- EXCERPTED PASSAGE
· · · · · · ·
Pilot Project – Dr. Shanker
Developing immune checkpoint controlled-release biomaterials for cancer immunotherapy
Anil Shanker, PhD
Richard Mu, PhD
Todd Giorgio, PhD
Immunotherapies can provide effective cancer therapy, but only in a minority of patients. The clinical success of immune checkpoint inhibitors in some malignancies has not translated to ovarian cancer. Objective response rates for single-agent immune checkpoint inhibitor (CPI) immunotherapy clinical trials in ovarian cancer are 6-15%. Also, treated patients experience the consequences of dysregulated immunity from systemic administration of these agents. For cancers in which primary disease is accessible/resected, or in metastatic disease in which lesions are accessible, controlled release immunotherapy delivered locally may provide powerful – and systemic – anti-cancer immunity. Most anti-cancer therapies, including CPI immunotherapies, possess dose-limiting toxicities in non-target tissues that compromise outcomes. Restricting delivery of these therapeutic agents has demonstrated benefit with the reduction in cardiotoxicity and significant improvement in therapy through formulation of paclitaxel into Abraxane as a clinically powerful example. We propose to develop the first controlled release biomaterials to enable local delivery of high dose immunotherapies that would be intolerable if systemically administered. We aim to significantly improve the frequency and durability of response following CPI immunotherapy. We hypothesize that lower intraperitoneal immune checkpoint inhibitor concentration in humans, relative to rodents, contributes to the low efficacy observed for ovarian cancer immunotherapies in clinical trials. Our proposed controlled-release CPI will allow assessment in mice of the intraperitoneal dosing concentrations relevant to humans using a novel core/shell delivery system for sustained and controlled release. The overarching objective of this pilot project is to test improved response to cancer immunotherapy through sustained release of immune checkpoint ligands from biomaterials that are applied locally/regionally (not systemically). Our multi-PI complementary team aims to test this hypothesis in a rodent model of human ovarian cancer that aligns with the exploratory and feasibility objectives of this Pilot Research Project mechanism and appropriate to lead to a full competitive project within 3 years.
· · · · · · ·
- DATASET

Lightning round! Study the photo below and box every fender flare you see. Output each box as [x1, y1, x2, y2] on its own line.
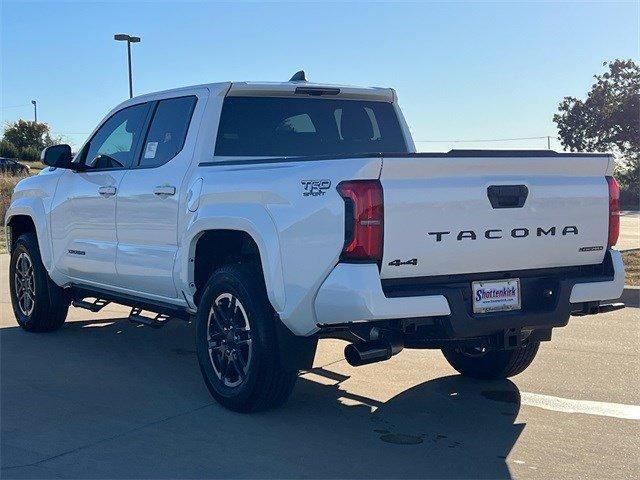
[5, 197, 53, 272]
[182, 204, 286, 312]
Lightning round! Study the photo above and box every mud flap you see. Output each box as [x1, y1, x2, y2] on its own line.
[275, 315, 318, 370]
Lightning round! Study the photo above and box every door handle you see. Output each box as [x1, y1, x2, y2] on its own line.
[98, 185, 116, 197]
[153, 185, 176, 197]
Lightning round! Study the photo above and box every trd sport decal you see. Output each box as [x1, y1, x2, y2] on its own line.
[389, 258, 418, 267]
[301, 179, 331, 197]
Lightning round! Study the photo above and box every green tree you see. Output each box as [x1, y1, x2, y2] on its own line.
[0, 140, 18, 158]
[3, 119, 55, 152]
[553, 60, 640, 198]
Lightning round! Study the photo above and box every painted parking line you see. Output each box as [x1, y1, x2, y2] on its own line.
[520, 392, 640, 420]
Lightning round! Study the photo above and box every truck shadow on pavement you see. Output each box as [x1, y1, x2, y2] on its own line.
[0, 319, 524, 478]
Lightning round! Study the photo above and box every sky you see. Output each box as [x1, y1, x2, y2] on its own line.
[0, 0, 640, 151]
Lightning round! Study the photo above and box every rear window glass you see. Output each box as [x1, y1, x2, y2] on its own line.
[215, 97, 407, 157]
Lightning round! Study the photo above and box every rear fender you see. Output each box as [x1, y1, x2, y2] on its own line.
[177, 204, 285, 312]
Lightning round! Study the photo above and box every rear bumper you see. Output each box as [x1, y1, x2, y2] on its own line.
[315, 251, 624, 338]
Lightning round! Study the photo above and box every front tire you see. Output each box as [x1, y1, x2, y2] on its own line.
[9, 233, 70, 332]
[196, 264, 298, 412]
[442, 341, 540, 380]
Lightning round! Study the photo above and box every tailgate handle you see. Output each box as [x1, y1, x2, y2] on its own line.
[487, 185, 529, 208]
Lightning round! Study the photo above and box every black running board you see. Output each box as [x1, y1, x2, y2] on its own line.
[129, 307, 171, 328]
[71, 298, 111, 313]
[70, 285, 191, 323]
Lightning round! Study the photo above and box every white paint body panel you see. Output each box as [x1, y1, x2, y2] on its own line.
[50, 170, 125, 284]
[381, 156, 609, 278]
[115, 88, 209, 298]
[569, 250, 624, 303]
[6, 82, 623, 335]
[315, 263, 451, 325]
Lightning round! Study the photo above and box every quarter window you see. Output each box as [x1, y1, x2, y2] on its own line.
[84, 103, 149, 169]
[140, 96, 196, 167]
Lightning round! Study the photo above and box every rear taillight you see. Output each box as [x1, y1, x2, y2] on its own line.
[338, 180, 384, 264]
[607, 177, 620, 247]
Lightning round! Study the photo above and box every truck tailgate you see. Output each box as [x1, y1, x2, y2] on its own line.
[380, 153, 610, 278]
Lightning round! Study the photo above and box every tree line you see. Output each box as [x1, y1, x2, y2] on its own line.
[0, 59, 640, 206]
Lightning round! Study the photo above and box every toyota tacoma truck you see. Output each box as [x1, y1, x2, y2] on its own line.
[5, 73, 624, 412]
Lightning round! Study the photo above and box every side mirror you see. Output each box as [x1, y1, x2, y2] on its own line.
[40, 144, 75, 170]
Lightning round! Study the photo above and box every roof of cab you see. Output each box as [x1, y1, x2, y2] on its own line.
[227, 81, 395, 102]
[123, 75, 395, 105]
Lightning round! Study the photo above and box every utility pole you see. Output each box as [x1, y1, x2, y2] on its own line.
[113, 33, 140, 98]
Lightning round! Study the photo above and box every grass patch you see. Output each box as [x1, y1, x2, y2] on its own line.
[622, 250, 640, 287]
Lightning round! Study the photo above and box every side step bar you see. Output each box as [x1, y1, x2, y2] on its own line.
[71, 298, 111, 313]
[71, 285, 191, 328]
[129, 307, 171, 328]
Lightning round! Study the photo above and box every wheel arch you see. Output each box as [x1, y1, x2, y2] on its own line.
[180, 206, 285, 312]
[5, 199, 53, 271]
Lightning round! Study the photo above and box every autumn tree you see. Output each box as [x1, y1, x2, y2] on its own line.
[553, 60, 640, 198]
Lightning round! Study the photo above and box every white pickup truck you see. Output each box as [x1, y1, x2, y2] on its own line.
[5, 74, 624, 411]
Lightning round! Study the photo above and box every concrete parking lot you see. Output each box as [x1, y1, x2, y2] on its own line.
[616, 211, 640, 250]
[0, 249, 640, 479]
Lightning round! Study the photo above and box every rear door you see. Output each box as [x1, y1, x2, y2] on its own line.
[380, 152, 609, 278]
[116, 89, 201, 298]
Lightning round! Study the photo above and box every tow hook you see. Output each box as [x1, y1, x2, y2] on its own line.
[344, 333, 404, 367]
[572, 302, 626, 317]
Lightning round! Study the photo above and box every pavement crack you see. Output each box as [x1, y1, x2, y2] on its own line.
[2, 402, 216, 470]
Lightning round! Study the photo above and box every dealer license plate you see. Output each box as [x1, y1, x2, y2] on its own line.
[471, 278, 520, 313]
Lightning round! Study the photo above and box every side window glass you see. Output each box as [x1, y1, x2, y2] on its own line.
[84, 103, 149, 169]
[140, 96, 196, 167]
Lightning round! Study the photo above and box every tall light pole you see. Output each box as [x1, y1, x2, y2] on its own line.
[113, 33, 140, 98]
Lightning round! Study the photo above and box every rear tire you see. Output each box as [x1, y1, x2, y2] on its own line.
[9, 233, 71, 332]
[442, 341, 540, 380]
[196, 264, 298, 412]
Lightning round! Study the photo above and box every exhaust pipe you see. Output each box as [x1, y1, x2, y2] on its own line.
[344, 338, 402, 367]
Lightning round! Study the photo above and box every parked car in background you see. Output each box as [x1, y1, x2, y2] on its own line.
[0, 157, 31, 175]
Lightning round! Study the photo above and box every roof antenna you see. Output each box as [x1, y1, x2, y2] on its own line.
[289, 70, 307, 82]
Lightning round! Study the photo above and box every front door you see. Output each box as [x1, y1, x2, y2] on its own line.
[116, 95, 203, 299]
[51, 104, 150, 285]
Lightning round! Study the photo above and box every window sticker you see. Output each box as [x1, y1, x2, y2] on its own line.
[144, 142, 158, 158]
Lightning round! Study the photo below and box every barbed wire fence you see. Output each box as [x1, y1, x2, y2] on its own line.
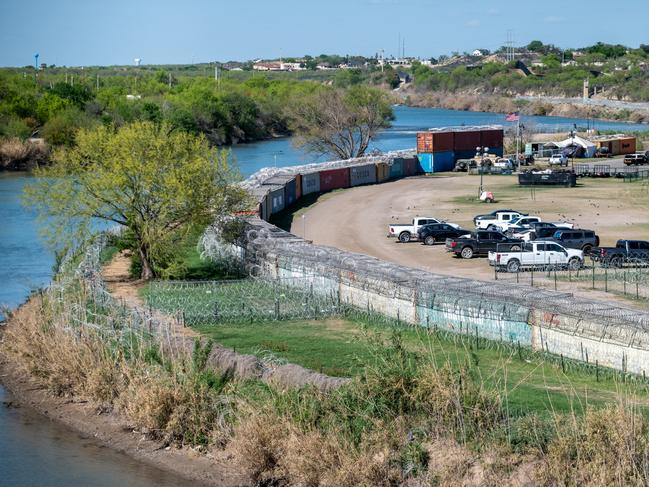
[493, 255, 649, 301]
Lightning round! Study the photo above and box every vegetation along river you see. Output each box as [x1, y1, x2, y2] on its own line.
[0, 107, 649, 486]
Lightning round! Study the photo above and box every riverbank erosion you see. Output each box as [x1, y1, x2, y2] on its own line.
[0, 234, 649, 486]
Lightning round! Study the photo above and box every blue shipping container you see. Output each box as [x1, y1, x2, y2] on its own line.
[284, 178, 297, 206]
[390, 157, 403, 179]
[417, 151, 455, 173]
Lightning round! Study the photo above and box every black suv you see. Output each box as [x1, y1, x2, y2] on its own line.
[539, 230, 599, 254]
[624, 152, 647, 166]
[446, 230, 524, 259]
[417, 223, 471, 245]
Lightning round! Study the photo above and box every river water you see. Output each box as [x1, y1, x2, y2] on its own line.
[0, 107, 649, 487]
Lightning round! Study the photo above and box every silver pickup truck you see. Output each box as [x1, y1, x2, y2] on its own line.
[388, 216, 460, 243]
· · · · · · ·
- ABOUT THIS TASK
In the pilot project description, what objective response rates are reported for single-agent immune checkpoint inhibitor immunotherapy clinical trials in ovarian cancer?

- RESPONSE AREA
6-15%.